Try it:
How many lines in the data below contain the string "roof"? Answer with the number only.

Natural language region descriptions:
# # # # # # #

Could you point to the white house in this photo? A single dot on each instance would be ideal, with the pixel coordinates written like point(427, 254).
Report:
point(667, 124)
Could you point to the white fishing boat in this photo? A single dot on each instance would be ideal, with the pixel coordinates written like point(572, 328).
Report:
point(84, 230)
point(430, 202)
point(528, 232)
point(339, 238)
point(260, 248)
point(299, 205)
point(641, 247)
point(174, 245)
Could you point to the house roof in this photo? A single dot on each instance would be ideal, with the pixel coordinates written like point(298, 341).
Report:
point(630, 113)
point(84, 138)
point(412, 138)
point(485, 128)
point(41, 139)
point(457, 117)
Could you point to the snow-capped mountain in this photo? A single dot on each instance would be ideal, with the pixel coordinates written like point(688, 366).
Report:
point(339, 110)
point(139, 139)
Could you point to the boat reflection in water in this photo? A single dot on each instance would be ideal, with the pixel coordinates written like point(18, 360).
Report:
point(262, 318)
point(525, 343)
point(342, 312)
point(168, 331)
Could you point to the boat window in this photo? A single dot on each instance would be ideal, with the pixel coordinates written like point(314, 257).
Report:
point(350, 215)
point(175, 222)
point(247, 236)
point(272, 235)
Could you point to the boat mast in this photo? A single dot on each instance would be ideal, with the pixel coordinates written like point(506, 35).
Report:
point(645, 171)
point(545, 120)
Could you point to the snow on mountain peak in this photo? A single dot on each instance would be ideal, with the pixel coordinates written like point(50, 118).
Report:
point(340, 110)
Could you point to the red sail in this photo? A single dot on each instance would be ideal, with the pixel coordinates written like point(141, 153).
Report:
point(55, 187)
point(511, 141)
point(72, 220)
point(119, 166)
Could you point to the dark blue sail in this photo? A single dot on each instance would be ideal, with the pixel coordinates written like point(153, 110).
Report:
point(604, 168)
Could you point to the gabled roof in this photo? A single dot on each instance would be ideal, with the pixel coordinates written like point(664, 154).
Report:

# # # # # # #

Written solution:
2